-- Start SOURCE PASSAGE --
Studio album by The Men They Couldn't Hang
- Released: 1986
- Recorded: Elephant Studios, Wapping.
- Genre: Roots rock, Folk-rock, Folk-punk
- Length: 37:25
- Label: MCA
- Producer: Mick Glossop

The Men They Couldn't Hang chronology
| Night of a Thousand Candles (1985) | How Green Is the Valley (1986) | Waiting for Bonaparte (1988) |

Singles from How Green Is the Valley
- "Ghosts of Cable Street" Released: 1986; "Gold Strike" Released: 1986; "Shirt of Blue" Released: 1986;

= How Green Is the Valley =

How Green Is the Valley is the second studio album of The Men They Couldn't Hang. It was released in 1986 after the band were signed to MCA Records following the success of their previous album Night of a Thousand Candles. It is the last album to feature co-founder Shanne Bradley on bass guitar.
-- End SOURCE PASSAGE --
→ SET TASK
Pick up the article on the album How Green Is the Valley after its last sentence and keep writing it. The items after this come from a different source.
-- Start INFORMATION SHOWN --
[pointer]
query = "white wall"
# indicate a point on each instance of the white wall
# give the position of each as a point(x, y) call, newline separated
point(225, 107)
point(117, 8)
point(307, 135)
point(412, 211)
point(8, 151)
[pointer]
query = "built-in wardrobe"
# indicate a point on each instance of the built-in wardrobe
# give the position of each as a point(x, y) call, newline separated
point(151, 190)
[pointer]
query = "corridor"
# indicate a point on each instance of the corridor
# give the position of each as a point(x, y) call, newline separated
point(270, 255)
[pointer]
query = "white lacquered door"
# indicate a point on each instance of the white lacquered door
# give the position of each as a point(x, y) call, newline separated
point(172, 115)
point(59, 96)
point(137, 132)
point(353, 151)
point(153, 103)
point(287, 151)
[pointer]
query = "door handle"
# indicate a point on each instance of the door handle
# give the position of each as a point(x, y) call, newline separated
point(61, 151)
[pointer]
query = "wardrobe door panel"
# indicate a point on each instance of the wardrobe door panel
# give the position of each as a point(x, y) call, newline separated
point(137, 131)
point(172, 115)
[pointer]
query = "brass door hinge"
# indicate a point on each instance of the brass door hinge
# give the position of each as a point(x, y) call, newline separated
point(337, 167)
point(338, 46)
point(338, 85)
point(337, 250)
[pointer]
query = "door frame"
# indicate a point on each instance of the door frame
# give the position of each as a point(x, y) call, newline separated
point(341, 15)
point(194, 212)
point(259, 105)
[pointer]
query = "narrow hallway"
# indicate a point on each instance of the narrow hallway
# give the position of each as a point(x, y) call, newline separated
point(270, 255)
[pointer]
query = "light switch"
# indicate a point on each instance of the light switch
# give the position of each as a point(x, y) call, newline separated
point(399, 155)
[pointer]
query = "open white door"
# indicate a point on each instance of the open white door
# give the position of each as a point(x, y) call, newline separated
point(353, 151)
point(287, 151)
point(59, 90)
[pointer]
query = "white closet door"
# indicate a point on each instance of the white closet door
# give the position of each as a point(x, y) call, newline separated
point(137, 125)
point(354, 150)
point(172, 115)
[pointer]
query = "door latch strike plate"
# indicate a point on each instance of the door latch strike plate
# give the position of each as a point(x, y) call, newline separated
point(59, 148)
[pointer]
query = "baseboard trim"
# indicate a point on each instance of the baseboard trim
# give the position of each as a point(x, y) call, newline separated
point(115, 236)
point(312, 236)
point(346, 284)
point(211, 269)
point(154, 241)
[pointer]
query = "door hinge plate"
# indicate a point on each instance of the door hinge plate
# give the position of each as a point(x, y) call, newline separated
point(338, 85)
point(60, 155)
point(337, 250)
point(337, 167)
-- End INFORMATION SHOWN --
→ RESULT
==Singles==
Three singles were released from the album: "Gold Rush", which included "Gold Strike" on the 12" version, "Ghosts of Cable Street" and "Shirt of Blue". "Ghosts of Cable Street", a song detailing the battle of Cable Street in 1936, used actual recordings of mounted police which could be heard outside the Wapping studios as it was during the time of the Wapping Printers Strike. "Shirt of Blue" was another song, typical of The Men They Couldn't Hang writing material on British history, was the subject of the UK miners' strike (1984–1985). The video features press footage of the conflict between striking miners and the police. The cassette version is the only one to feature additional tracks which were recorded during a live performance at the Electric Ballroom in London's Camden Town.

==Personnel==
Credits adapted from AllMusic.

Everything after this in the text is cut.